● Source document:
Asian Tour set for record prize money in 2003

Agencies, Kuala Lumpur

Record prize money of US$11.85 million will be on offer for the
2003 Asian PGA Tour, officials announced on Tuesday.

The season begins with this week's $833,000 Okinawa Open, the
first Asian event to be joint-sanctioned with the Japan Tour, and
ends almost 12 months later with the $500,000 Volvo Masters of
Asia in Thailand from December 11-14.

For the fourth year in a row, the tour's flagship event will
be the $1.6 million Johnnie Walker Classic, to be staged at Lake
Karrinyup Golf Club in Perth, Australia from Feb. 13-16.

The Johnnie Walker Classic, which South Africa's Retief Goosen
won by eight shots in January, is tri-sanctioned by the Asian
PGA, European and Australasian Tours.

In 2003, the tournament will be sandwiched between two other
events co-sanctioned by the European Tour -- the $900,000
Singapore Masters in late January and the $1.1 million Malaysian
Open from Feb. 20-23.

In all, a minimum of 20 events will be staged in 14 countries
on the 2003 Asian PGA Tour and total prize money is up on last
year's $10.7 million.

"It's a season that promises so much," Ramlan Harun, the Asian
Tour's executive director, said in a statement.

"The prize money is very lucrative but, more importantly, we
have a wonderful spread of events that traverse the region. And
we are extremely confident that more tournaments will be added to
the schedule.

Data listing
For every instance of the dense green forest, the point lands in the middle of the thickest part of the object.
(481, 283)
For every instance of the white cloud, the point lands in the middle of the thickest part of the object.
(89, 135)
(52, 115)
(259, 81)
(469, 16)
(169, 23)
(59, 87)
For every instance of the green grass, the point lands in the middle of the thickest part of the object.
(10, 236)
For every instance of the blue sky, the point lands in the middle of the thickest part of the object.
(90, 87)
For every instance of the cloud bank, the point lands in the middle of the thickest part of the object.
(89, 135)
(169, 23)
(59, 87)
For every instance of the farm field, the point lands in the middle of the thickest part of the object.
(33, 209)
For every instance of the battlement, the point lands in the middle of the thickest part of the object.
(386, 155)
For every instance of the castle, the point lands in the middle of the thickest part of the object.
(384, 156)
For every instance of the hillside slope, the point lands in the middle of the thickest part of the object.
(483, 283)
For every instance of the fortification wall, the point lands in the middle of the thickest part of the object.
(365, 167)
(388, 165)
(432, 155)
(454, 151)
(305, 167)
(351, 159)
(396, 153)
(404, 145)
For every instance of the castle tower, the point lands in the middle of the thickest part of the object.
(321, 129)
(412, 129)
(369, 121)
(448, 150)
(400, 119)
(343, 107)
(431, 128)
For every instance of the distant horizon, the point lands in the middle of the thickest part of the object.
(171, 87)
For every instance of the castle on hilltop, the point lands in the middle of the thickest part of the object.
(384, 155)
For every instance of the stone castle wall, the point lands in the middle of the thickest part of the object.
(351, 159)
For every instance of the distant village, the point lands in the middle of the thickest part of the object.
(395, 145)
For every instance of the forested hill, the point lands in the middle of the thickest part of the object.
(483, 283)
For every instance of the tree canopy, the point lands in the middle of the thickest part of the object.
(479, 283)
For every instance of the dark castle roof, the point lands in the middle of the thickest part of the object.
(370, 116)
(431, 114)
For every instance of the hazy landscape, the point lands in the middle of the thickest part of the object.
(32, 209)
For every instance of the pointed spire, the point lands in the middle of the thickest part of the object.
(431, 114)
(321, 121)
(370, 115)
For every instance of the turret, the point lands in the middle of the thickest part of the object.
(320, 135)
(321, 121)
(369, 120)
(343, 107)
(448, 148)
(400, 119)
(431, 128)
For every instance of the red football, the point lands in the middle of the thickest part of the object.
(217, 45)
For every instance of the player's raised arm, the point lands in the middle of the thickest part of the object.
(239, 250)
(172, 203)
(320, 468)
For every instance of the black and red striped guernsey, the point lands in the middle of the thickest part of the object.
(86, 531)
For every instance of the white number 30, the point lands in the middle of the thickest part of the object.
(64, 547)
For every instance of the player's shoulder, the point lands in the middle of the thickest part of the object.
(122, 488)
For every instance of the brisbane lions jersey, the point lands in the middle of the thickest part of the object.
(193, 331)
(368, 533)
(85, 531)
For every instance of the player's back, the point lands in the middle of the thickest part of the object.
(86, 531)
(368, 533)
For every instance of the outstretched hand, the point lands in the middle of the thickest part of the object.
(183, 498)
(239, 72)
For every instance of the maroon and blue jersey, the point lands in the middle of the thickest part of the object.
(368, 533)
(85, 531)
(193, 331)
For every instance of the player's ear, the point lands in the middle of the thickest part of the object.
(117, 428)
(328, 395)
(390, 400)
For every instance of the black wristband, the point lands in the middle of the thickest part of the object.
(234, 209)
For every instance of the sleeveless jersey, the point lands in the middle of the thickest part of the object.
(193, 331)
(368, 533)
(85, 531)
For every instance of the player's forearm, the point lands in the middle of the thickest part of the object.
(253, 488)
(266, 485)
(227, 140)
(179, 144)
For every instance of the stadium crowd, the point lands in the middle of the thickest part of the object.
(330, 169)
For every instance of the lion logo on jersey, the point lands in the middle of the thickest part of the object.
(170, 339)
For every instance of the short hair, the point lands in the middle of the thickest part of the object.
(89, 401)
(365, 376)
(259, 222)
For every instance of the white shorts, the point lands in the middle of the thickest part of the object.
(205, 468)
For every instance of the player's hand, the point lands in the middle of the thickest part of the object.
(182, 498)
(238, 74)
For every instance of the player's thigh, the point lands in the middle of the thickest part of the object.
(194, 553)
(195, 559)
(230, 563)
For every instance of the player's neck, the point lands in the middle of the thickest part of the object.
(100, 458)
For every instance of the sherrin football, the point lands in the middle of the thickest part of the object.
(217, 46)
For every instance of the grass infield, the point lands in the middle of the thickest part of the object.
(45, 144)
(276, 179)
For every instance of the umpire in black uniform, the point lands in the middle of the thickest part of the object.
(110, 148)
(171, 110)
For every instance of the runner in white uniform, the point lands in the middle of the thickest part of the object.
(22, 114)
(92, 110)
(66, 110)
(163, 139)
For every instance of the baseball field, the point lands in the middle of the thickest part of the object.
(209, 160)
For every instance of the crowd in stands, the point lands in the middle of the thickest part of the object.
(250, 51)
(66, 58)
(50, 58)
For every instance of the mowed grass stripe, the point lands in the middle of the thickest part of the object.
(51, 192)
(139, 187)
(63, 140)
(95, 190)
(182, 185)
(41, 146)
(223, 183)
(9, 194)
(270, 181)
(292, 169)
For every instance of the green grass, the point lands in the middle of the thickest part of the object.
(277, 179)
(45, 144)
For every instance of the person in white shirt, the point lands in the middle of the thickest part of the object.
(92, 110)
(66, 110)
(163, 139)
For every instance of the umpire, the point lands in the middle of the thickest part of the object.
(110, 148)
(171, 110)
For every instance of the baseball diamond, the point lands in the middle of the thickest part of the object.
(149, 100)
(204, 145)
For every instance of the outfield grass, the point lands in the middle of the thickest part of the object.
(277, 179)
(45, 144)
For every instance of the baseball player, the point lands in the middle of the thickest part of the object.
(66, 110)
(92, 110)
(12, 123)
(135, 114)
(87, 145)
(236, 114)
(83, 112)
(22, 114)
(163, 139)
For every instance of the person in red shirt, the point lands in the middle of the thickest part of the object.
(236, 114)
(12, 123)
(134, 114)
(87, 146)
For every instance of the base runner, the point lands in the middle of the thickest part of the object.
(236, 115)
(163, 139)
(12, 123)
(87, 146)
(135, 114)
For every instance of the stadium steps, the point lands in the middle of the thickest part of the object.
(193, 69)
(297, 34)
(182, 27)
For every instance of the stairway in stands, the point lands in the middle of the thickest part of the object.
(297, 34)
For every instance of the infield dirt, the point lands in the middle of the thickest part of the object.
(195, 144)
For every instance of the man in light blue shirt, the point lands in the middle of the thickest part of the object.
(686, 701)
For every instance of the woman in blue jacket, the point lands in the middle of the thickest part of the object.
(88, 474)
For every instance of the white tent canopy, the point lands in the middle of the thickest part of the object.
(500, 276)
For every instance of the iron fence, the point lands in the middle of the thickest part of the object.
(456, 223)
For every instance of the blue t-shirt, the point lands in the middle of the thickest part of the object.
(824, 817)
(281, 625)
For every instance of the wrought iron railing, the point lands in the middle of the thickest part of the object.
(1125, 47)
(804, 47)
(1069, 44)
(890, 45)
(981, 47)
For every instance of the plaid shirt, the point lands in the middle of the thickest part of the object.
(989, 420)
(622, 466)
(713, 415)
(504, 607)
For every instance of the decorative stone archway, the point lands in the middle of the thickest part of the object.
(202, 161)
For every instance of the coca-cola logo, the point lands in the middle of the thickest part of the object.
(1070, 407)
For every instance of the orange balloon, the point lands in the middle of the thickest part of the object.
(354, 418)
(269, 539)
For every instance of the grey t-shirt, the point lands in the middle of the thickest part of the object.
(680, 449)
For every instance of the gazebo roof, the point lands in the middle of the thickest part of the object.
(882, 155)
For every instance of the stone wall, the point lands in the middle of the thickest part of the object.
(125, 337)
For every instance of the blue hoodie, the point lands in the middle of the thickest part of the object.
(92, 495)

● Task requirements:
**A)** Rewrite the stretch of the Asian Tour article from "In all, a minimum" through "the schedule.", putting "generous" in place of "lucrative".
**B)** According to the Asian Tour article, at which golf club will the 2003 Johnnie Walker Classic be held?
**C)** Go on with the article about the 2003 Asian PGA Tour from the point where it stops.

● Exercise results:
**A)**
In all, a minimum of 20 events will be staged in 14 countries
on the 2003 Asian PGA Tour and total prize money is up on last
year's $10.7 million.

"It's a season that promises so much," Ramlan Harun, the Asian
Tour's executive director, said in a statement.

"The prize money is very generous but, more importantly, we
have a wonderful spread of events that traverse the region. And
we are extremely confident that more tournaments will be added to
the schedule.

**B)** Lake Karrinyup Golf Club in Perth, Australia.

**C)**
"We are currently in final negotiations with the relevant
associations to bring on board the Thailand Open and Korean Open,
plus the ROC PGA Championship, among others."

Meanwhile in Jacksonville, Florida, the group pushing for
female members at Augusta National took its battle into
cyberspace Tuesday with a Web site that vilifies corporations
whose chief executives belong to the golf club.

"We think it is important for women to know that some of
America's largest corporations maintain a double standard when it
comes to sex discrimination," said Martha Burk, head of the
National Council of Women's Organizations.

The site - www.augustadiscriminates.org - officially was to go
online Tuesday night to coincide with Burk's appearance on HBO's
"Real Sports with Bryant Gumbel."

The main page, headlined "Hall of Hypocrisy," will display
logos of corporations with ties to Augusta.

Each corporate link will show a photo of the chairman or CEO,
the company's diversity statement if it has one, and the goods
and services it provides. A headline proclaims that the company
supports discrimination.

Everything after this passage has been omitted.